Write out each entry below exactly; the images do not belong in your copy.

________

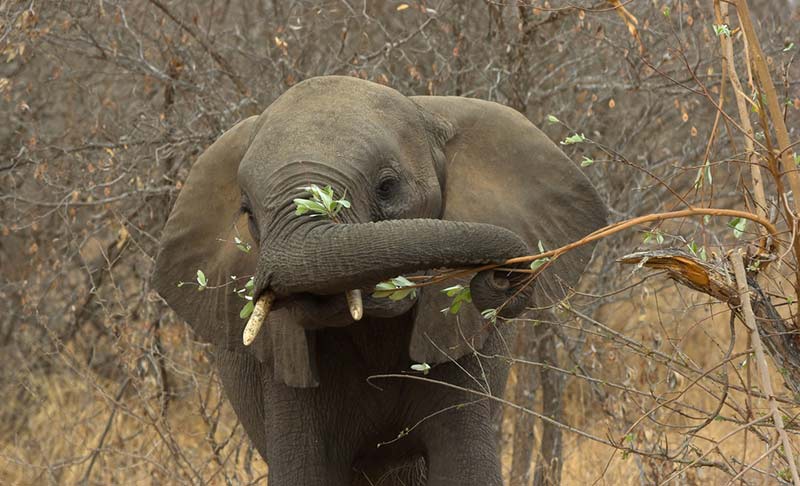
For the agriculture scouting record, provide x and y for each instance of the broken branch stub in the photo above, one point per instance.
(716, 278)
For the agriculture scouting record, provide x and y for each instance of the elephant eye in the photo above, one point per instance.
(386, 187)
(251, 220)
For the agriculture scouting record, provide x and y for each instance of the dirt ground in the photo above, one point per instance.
(67, 423)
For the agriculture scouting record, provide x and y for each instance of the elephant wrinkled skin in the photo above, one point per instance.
(434, 182)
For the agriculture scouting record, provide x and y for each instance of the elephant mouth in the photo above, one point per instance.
(315, 311)
(320, 267)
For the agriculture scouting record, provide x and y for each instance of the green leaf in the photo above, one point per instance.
(538, 263)
(401, 294)
(573, 139)
(401, 281)
(738, 225)
(721, 30)
(247, 310)
(395, 289)
(201, 280)
(452, 291)
(703, 175)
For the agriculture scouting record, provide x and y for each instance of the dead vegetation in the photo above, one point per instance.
(634, 380)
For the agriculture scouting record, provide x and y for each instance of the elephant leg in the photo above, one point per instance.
(462, 448)
(462, 440)
(242, 379)
(311, 442)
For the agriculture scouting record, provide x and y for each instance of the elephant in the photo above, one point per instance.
(432, 182)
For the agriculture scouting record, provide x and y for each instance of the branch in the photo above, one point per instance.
(226, 68)
(750, 321)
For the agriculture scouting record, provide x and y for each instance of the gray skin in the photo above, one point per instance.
(434, 182)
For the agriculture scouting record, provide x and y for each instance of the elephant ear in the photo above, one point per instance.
(201, 234)
(500, 169)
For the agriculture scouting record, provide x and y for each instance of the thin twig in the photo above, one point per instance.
(750, 320)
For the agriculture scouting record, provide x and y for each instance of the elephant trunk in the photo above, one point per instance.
(326, 258)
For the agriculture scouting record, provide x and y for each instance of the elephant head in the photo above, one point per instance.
(433, 182)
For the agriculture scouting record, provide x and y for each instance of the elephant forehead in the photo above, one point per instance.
(344, 120)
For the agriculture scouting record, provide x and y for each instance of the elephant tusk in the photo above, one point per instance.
(257, 318)
(355, 304)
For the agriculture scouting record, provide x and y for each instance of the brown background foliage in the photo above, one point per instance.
(107, 103)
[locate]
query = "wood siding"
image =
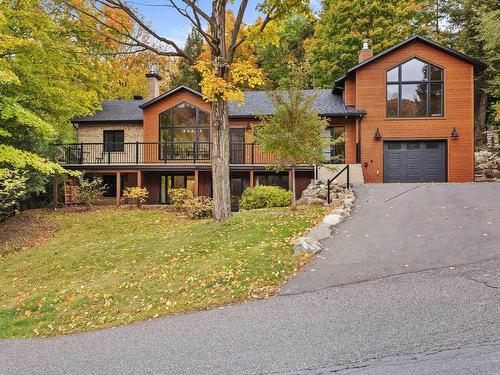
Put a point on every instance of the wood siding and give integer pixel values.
(370, 95)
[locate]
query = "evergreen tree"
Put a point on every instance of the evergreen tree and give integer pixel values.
(186, 75)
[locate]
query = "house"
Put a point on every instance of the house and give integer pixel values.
(406, 115)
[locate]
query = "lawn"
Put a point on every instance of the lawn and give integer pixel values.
(110, 266)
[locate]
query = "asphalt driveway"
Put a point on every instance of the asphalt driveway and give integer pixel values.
(410, 284)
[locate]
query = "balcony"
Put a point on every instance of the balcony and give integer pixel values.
(154, 153)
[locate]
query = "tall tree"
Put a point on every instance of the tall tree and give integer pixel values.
(222, 77)
(282, 43)
(343, 24)
(294, 133)
(472, 27)
(49, 72)
(186, 73)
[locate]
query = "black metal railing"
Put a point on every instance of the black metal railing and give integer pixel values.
(329, 182)
(155, 153)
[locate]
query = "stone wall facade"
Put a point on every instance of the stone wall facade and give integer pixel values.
(93, 133)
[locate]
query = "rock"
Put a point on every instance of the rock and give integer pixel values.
(332, 219)
(320, 232)
(306, 245)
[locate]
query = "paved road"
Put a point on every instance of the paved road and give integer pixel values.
(389, 303)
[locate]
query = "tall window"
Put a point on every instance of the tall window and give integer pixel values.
(184, 123)
(415, 89)
(113, 140)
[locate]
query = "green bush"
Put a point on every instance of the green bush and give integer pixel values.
(179, 197)
(199, 207)
(265, 196)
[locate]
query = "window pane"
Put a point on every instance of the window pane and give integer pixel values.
(165, 119)
(392, 100)
(413, 146)
(436, 105)
(392, 75)
(204, 135)
(204, 120)
(413, 100)
(184, 114)
(436, 73)
(184, 135)
(414, 70)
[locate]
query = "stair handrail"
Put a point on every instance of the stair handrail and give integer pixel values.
(328, 183)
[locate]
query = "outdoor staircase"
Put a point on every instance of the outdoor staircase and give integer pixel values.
(325, 173)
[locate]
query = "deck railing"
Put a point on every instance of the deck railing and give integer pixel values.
(155, 153)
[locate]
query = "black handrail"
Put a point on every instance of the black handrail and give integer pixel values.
(346, 168)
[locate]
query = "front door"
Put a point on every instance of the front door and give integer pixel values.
(237, 141)
(169, 182)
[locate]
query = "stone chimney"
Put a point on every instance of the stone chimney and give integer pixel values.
(153, 83)
(366, 52)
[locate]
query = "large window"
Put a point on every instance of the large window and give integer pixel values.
(113, 140)
(415, 89)
(184, 124)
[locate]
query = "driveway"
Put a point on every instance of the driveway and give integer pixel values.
(410, 284)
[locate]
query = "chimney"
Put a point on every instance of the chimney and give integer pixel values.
(366, 52)
(153, 83)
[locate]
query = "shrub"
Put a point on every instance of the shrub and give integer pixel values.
(199, 207)
(265, 196)
(90, 190)
(179, 197)
(135, 195)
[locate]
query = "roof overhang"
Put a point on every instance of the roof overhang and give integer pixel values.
(168, 93)
(478, 65)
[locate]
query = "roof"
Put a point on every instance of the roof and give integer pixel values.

________

# Solution
For the agriculture scouting record, provide x and y for each instance of the broken branch stub in the photo above, one point per instance.
(716, 278)
For the agriculture scouting record, provide x and y for each instance of the elephant eye in the photo above, one point per instance.
(386, 187)
(251, 220)
For the agriculture scouting record, provide x and y for each instance of the dirt ground in the photo above, one point per instance.
(67, 423)
For the agriculture scouting record, provide x and y for each instance of the elephant wrinkled skin in the photo above, one point per instance.
(434, 182)
For the agriculture scouting record, provide x and y for each instance of the elephant mouth in the photo above, one point per instance.
(315, 311)
(320, 267)
For the agriculture scouting record, provide x and y for each instance of the green leaf in the photo above, one point per instance.
(538, 263)
(401, 294)
(573, 139)
(401, 281)
(738, 225)
(721, 30)
(247, 310)
(395, 289)
(201, 280)
(452, 291)
(703, 175)
For the agriculture scouting record, provide x and y for each instance of the dead vegetation in the photo above, one point per instance.
(634, 380)
For the agriculture scouting record, provide x and y for each instance of the elephant leg in the photo above, one point per instance.
(462, 448)
(462, 440)
(242, 379)
(311, 442)
For the agriculture scouting record, provide x and y for each instance of the elephant in the photo above, one point per instance.
(432, 182)
For the agriculture scouting record, provide x and y for each instance of the branch in the photo above, one point per instance.
(226, 68)
(750, 321)
For the agriculture scouting record, provide x and y for each instance of the gray skin in the photo above, one point per instance.
(434, 182)
For the agriculture scouting record, provide x and y for each instance of the elephant ear in the photo above, one point per instance.
(201, 234)
(500, 169)
For the agriculture scouting record, provide x and y for each instance of the thin twig in the photo above, one point per instance.
(750, 320)
For the agriculture scouting record, provide x and y for each instance of the elephant trunk in the photo above, one point per instance.
(326, 258)
For the agriculture scouting record, provide x and y for each instance of the elephant head in the photo above, one point per instance.
(433, 182)
For the agriculture scouting record, provide x and y for each instance of the elephant forehead in the photo above, one point per instance.
(344, 120)
For the agriculture scouting record, provide x and y for each instance of the elephant tusk in the photo above, one point per instance.
(257, 318)
(355, 304)
For the agriculture scouting record, provide x and y for each instance of the brown background foliage in the photo above, one point per instance.
(107, 103)
[locate]
query = "wood siding"
image =
Put a point on every instance of the wood siding and give integer pixel values.
(370, 95)
[locate]
query = "evergreen tree"
Put a point on every instance of the evergreen tree and give integer pixel values.
(186, 75)
[locate]
query = "house"
Put a point on every instance of the house and give integer pixel values.
(406, 115)
[locate]
query = "lawn"
Put a point on every instance of the lawn and give integer pixel values.
(110, 266)
[locate]
query = "asphalt driveway"
Put a point on every instance of the asphalt driveway and give integer pixel values.
(410, 284)
[locate]
query = "balcony"
Put a point on every instance of the balcony and give integer pixel values.
(154, 153)
[locate]
query = "tall tree"
Put a point on every instance of the tall tree and give integer pixel values.
(222, 77)
(282, 43)
(343, 24)
(294, 133)
(472, 27)
(49, 72)
(186, 73)
[locate]
query = "black metal railing"
Put a point on every instance of the black metal railing and give integer pixel values.
(329, 182)
(155, 153)
[locate]
query = "stone wall facade"
Put a point on every instance of the stone wall facade and give integer pixel values.
(93, 133)
[locate]
query = "rock"
Put a point on every instance of the rock and give integer pixel values.
(332, 219)
(320, 232)
(306, 245)
[locate]
query = "paved road"
Put a point on every instance of the paved road and give integer pixel values.
(389, 303)
[locate]
query = "tall window"
Put a point on every instance of the tall window and give integer pixel values.
(184, 123)
(415, 89)
(113, 140)
[locate]
query = "green bush"
Put a point on every instance of the green bush and give integer pixel values.
(179, 197)
(199, 207)
(265, 196)
[locate]
query = "window pane"
Put a point on every instance of the window pane and give integer pixel values.
(165, 119)
(392, 100)
(413, 146)
(436, 105)
(392, 75)
(204, 135)
(204, 120)
(413, 100)
(184, 114)
(436, 73)
(184, 135)
(414, 70)
[locate]
query = "stair handrail"
Put a point on every instance of the stair handrail and give integer pixel values.
(328, 183)
[locate]
query = "outdoor staircase"
Put a point on every instance of the outdoor staircase and give integer pixel values.
(325, 173)
[locate]
query = "deck railing"
Put a point on every instance of the deck railing and give integer pixel values.
(155, 153)
[locate]
query = "black handrail"
Put a point on every instance of the black handrail and give integer pixel values.
(346, 168)
[locate]
query = "front door"
Put a point on every instance of the front door and give integer pixel values.
(237, 141)
(169, 182)
[locate]
query = "stone chimney"
Put a point on every instance of the stone chimney and give integer pixel values.
(153, 83)
(366, 52)
[locate]
query = "large window"
Put a point on every instance of the large window and give integer pixel values.
(113, 140)
(415, 89)
(184, 124)
[locate]
query = "driveway"
Put a point on every instance of the driveway and give integer pixel values.
(410, 284)
[locate]
query = "chimney"
Put a point on every instance of the chimney and give integer pixel values.
(366, 52)
(153, 83)
[locate]
query = "shrub"
Put a point on every instance of the shrub and give integer pixel values.
(199, 207)
(265, 196)
(90, 190)
(179, 197)
(135, 195)
[locate]
query = "roof overhang"
Put a point on every instance of the roof overhang and give integer pixel values.
(168, 93)
(478, 65)
[locate]
query = "roof"
Put a point on every instance of the roof and give integer pixel values.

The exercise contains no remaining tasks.